◆ **WORK TO DO**
Rewrite the lines from the one containing "the car trunk" through the end of the records, substituting "Coordinates" for "Locations" and leaving everything else unchanged.

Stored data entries
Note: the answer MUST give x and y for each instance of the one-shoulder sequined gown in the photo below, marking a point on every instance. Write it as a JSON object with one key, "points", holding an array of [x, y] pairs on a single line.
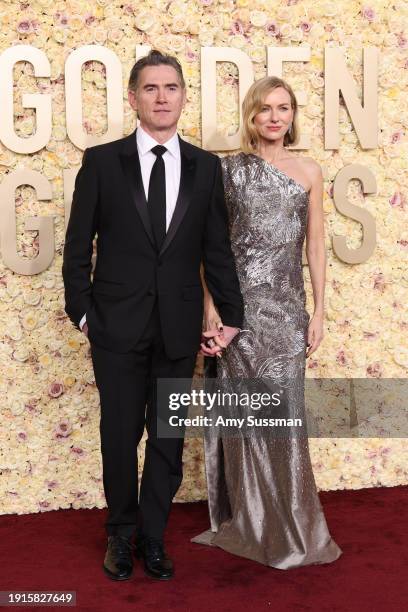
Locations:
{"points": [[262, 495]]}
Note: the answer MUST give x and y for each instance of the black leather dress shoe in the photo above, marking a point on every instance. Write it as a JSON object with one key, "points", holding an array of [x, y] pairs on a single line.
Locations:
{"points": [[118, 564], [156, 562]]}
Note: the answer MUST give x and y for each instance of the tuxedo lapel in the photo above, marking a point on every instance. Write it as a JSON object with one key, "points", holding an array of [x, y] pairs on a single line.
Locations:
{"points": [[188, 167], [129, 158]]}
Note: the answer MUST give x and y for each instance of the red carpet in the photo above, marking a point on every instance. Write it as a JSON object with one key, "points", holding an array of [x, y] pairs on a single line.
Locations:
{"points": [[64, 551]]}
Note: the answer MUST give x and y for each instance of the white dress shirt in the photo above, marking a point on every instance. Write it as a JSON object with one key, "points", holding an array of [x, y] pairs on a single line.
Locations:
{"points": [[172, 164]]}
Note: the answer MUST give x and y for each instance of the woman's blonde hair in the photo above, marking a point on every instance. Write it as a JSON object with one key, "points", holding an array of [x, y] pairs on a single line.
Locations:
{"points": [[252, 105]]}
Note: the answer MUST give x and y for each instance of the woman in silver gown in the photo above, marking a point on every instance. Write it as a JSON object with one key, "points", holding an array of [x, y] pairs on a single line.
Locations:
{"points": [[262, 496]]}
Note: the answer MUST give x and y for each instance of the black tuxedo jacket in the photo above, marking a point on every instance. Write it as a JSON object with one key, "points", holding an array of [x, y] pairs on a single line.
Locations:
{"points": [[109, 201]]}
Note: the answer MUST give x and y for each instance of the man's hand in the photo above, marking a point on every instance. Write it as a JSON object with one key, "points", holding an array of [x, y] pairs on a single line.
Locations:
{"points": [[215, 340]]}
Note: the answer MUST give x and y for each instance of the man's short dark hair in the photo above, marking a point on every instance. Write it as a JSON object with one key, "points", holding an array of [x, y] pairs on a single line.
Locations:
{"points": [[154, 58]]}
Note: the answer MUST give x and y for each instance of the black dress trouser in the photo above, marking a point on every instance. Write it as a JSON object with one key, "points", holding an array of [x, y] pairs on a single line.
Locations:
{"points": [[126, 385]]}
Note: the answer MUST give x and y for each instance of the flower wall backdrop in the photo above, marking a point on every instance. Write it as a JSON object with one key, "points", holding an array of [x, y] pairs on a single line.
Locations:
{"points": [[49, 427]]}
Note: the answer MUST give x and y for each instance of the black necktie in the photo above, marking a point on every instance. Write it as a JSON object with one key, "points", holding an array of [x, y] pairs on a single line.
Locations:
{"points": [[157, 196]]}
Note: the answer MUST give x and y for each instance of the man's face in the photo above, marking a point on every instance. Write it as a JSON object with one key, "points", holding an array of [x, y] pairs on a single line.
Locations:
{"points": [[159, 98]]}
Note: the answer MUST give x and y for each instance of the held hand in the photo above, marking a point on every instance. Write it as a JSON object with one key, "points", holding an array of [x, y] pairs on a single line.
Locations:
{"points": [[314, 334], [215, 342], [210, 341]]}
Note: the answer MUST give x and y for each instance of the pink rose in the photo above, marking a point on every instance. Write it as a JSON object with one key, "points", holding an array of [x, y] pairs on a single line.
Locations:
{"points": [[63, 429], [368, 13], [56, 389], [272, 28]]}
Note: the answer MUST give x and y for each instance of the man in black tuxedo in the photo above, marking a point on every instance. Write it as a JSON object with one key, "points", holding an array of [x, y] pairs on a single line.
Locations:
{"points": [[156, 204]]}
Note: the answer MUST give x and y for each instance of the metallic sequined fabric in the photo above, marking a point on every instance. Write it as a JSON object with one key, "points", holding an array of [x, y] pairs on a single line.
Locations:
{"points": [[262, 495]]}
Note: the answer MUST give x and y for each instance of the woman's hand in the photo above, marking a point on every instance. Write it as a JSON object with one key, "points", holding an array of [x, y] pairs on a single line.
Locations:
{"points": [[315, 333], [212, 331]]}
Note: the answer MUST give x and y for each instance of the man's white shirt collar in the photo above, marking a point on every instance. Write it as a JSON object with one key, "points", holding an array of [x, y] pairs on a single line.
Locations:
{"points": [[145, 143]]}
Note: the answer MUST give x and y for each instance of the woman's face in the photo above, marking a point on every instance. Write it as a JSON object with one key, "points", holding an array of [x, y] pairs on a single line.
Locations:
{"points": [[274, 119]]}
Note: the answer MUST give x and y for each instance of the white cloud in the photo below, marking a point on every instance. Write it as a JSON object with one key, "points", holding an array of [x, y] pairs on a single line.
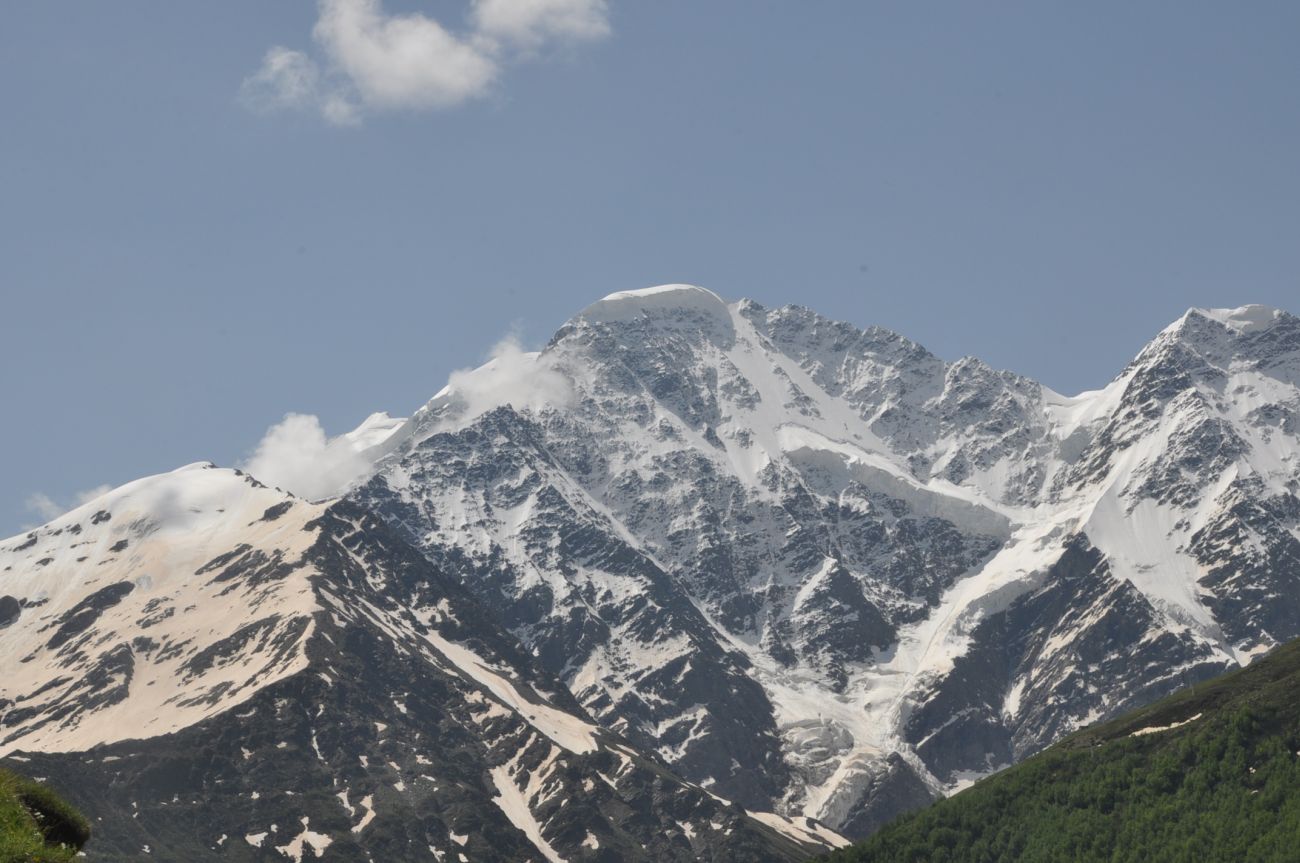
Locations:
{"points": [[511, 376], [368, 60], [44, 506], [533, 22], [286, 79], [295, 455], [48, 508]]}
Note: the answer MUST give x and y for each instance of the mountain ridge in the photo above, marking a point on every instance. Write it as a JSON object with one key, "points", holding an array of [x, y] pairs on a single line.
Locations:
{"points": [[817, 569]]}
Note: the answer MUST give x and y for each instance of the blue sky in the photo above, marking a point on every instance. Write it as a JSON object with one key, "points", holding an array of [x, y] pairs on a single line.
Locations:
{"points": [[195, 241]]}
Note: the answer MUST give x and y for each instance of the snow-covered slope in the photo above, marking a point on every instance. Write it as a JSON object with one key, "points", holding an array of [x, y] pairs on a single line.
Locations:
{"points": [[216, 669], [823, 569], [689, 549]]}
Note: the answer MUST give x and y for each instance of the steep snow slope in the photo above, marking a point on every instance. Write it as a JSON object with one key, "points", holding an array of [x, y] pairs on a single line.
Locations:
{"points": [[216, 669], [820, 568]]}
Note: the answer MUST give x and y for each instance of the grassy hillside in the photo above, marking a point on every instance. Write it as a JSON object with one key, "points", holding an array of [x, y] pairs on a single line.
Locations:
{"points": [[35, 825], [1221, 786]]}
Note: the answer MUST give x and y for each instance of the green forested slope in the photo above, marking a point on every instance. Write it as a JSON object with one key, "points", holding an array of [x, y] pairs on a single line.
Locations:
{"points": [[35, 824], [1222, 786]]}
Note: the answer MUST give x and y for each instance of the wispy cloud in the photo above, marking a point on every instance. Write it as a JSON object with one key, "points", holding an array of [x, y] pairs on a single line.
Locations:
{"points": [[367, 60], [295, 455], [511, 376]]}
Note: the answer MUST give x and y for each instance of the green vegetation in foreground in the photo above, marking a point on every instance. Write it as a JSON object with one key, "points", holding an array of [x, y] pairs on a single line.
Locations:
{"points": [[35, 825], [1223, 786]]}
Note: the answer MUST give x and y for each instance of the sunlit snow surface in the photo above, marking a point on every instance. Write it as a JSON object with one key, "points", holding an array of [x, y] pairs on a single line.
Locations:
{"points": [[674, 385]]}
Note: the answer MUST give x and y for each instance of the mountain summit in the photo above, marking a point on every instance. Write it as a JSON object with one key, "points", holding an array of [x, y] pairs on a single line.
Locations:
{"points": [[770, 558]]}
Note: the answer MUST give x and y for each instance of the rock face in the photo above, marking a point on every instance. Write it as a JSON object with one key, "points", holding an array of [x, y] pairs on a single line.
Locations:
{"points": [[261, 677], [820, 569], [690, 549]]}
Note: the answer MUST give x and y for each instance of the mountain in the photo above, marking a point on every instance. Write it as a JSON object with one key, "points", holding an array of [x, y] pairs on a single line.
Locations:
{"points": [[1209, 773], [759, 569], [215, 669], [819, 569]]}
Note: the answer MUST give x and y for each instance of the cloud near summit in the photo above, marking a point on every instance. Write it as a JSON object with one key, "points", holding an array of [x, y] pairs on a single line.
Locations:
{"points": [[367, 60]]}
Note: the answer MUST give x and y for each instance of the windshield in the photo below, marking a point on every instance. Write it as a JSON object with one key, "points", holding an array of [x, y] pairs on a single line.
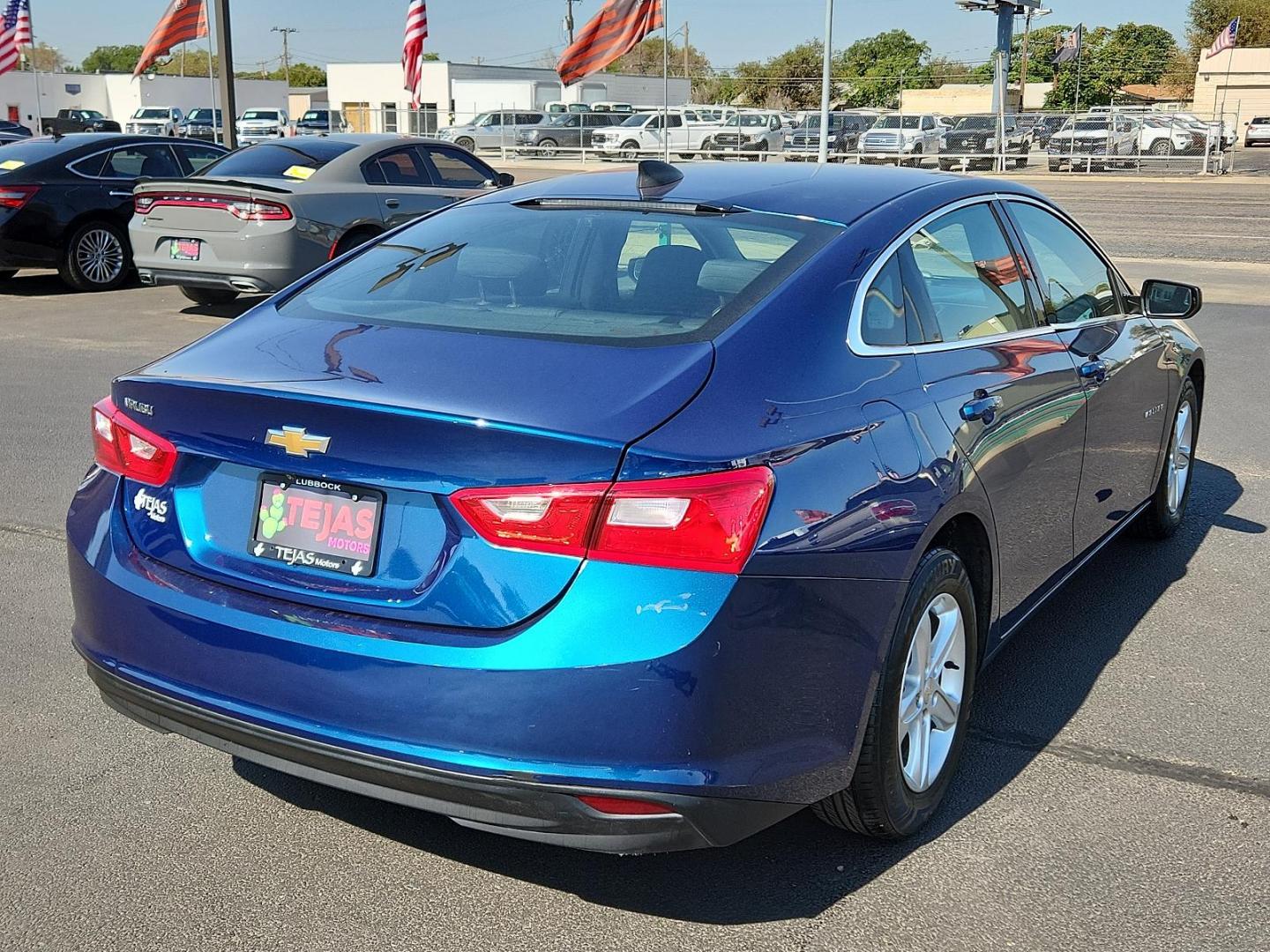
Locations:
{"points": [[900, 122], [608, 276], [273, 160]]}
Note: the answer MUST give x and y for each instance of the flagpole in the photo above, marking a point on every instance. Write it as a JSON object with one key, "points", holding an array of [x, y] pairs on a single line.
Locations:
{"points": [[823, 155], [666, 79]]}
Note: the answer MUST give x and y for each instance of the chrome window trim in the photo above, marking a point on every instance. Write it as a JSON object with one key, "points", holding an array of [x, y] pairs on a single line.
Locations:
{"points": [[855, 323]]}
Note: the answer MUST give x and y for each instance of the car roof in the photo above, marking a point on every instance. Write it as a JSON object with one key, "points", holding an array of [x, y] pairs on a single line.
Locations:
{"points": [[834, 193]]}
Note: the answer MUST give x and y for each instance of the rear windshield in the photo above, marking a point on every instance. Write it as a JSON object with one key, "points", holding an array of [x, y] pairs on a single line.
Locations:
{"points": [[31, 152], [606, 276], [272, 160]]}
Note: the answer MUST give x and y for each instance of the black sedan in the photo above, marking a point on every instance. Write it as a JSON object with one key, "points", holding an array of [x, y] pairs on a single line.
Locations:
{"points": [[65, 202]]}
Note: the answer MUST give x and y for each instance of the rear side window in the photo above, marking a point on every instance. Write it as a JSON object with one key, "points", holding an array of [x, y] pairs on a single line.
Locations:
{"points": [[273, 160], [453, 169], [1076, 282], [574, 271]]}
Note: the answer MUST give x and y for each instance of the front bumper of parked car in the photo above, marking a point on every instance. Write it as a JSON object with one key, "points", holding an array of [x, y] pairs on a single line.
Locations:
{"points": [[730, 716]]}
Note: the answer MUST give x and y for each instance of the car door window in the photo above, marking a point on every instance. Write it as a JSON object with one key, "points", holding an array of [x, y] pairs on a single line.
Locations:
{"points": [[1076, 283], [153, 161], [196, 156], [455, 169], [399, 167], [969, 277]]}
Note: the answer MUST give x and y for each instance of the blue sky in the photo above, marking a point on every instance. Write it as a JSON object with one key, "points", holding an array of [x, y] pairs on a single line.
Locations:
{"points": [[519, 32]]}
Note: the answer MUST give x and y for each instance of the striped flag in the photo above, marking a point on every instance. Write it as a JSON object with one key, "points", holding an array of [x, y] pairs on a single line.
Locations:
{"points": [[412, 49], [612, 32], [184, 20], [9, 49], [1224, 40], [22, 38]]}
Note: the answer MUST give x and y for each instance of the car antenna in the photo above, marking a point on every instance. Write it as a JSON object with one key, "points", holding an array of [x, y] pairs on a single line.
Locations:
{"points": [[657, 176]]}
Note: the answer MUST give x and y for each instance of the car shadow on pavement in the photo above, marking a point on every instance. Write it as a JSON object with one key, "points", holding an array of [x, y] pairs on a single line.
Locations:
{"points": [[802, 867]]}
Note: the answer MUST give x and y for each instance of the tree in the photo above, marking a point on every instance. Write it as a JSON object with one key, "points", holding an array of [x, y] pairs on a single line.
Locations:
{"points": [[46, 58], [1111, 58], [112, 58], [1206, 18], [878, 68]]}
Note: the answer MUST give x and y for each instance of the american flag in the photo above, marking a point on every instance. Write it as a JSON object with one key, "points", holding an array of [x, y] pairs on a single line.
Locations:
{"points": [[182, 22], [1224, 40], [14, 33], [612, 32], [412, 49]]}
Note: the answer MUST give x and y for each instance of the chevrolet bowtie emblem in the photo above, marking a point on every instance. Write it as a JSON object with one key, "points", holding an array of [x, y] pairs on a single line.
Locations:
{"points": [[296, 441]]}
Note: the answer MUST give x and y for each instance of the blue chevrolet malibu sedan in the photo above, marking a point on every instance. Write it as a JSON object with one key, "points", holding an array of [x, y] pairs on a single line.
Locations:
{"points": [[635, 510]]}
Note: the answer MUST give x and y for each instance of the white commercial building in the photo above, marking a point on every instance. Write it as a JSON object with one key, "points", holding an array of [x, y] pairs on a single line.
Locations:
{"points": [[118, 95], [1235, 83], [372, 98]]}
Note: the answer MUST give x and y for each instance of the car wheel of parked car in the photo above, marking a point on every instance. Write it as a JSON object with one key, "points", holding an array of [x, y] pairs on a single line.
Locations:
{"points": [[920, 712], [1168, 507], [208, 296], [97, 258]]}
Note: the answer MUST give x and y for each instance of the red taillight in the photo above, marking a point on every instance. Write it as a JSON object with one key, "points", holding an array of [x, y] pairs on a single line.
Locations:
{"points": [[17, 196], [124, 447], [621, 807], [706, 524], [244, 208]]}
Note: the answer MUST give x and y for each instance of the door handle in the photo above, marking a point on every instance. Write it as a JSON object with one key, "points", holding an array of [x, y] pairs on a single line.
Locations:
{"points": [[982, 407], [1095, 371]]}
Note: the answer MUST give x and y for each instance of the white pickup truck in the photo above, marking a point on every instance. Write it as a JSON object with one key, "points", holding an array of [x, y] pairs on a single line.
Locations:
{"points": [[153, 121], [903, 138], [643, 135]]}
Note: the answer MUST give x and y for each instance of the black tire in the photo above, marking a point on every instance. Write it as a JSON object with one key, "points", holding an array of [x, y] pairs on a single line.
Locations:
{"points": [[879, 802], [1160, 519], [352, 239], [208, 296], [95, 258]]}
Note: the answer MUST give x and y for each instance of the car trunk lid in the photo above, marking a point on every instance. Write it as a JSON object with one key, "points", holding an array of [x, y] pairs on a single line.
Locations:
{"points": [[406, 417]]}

◆ **REPLY TO THE EXERCISE**
Note: the answer MUST give x and y for each instance of the car trunk lid in the photo above, marking a point on every instance. Write it as a JSON object with one key, "points", holding an array of [x, y] pairs on a single line.
Coordinates:
{"points": [[406, 417]]}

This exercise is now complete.